* Written instruction 1 *
According to the tastypy page, in what format is data serialized?
* Written instruction 2 *
In the tastypy page, rewrite the stretch from "This documentation is" through "persistent dict-like mapping.", substituting "relational database" for "database".
* Written instruction 3 *
Decide whether each statement agrees with the tastypy page, and quote the words that settle it. (a) The iterators yield keys in sorted order. (b) Tracker is a subclass of POD. (c) After a serialization-deserialization cycle, list-likes come back as tuples.

— Start Page —

Skip to content

Translucently persisted python datastructures, when a database seems unnecessary.

Notifications You must be signed in to change notification settings

enewe101/tastypy

Folders and files

NameName
Last commit message
Last commit date

Latest commit

 

History

32 Commits
 
 
 
 
 
 
 
 
 
 
 
 
 
 

Repository files navigation

tastypy

.. py:module:: tastypy

This documentation is best viewed on readthedocs.

tastypy provides a dict-like datastructure that transparently persists to disk, making the data available after a program crashes or exits. The datastructure's iterators yield keys and values in the order in which keys were first added.

This is helpful whenever you want a persistent key-value store, but don't want to create a database. For example, you can store partial results from a long-running program, and allow the program to pick up where it left off after a crash or interruption.

Included:

  • POD (alias for PersistentOrderedDict): a persistent dict-like mapping.
  • Tracker: a subclass of POD specifically for tracking the state of repetitive tasks in a long running program (for example, use it as a queue for URLs in a crawler).

Multiprocessing-safe versions are also included:

Note

Please report any bugs and request features by opening an issue at the project's github page.

Install

pip install tastypy

PersistentOrderedDict

The tastypy.POD (short alias for tastypy.PersistentOrderedDict) is a dict-like datastructure that transparently synchronizes to disk. Supply a path when creating a POD, and the data will be persisted using files at that location:

>>> from tastypy import POD
>>> my_pod = POD('path/to/my.pod')
>>> my_pod['foo'] = 'bar'
>>> exit()

Previously-stored data can then be accessed after the original program terminates:

>>> from tastypy import POD
>>> my_pod = POD('path/to/my.pod')
>>> my_pod['foo']
'bar'

PODs are meant to feel like dicts in most respects. They support the same iteration mechanisms, a similar implementation of update(), and their len corresponds to their number of entries.

JSON -- general, simple, secure

Data is serialized in JSON format using the builtin json module for serialization and deserialization. JSON is general enough to represent pretty much any data, and unlike pickles, it is secure, application-independant, and interoperable across programs and python versions. The persistence files are human-readable, and easily hacked manually or with other tools.

While there are advantages to using json, there are also some limitations. Only json-serializable data can be stored in a POD: which includes string-like, number-like, list-like, and dict-like objects (and arbitrarily nested combinations). In a serialization-deserialization cycle, string-likes will be coerced to unicodes, list-likes to lists, and dict-likes to dicts. It's actually a great idea to keep your data decoupled from your programs where possible, so sticking to these very universal data types is probably an enabling constraint.

— End Page —
— Start Records —

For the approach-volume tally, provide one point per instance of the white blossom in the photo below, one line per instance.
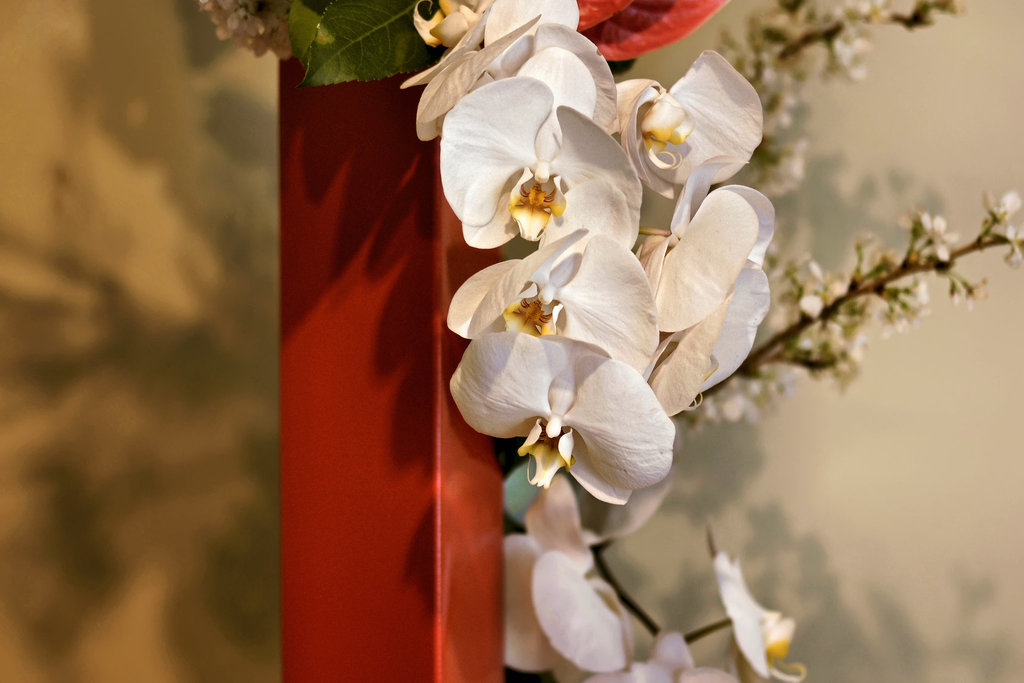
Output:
(511, 166)
(711, 112)
(580, 410)
(555, 607)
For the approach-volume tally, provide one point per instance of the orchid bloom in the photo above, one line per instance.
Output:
(762, 636)
(521, 39)
(559, 56)
(513, 161)
(557, 611)
(671, 662)
(711, 112)
(603, 522)
(591, 289)
(709, 295)
(579, 409)
(503, 17)
(451, 23)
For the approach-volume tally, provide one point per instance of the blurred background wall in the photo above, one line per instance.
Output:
(138, 393)
(138, 523)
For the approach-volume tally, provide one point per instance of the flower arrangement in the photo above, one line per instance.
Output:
(586, 349)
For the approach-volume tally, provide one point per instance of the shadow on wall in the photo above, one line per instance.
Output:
(139, 399)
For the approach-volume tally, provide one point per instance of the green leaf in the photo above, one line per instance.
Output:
(358, 40)
(303, 17)
(519, 493)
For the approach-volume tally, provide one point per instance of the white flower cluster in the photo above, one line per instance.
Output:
(255, 25)
(999, 213)
(586, 347)
(561, 615)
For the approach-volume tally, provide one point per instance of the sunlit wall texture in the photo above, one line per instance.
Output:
(137, 370)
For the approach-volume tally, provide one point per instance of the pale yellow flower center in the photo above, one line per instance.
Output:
(665, 123)
(549, 454)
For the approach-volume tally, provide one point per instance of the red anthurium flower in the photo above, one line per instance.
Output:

— End Records —

* Final answer 1 *
JSON, using the builtin json module.

* Final answer 2 *
This documentation is best viewed on readthedocs.

tastypy provides a dict-like datastructure that transparently persists to disk, making the data available after a program crashes or exits. The datastructure's iterators yield keys and values in the order in which keys were first added.

This is helpful whenever you want a persistent key-value store, but don't want to create a relational database. For example, you can store partial results from a long-running program, and allow the program to pick up where it left off after a crash or interruption.

Included:

  • POD (alias for PersistentOrderedDict): a persistent dict-like mapping.

* Final answer 3 *
(a) No: "The datastructure's iterators yield keys and values in the order in which keys were first added."
(b) Yes: "Tracker: a subclass of POD specifically for tracking the state of repetitive tasks in a long running program"
(c) No: "string-likes will be coerced to unicodes, list-likes to lists, and dict-likes to dicts."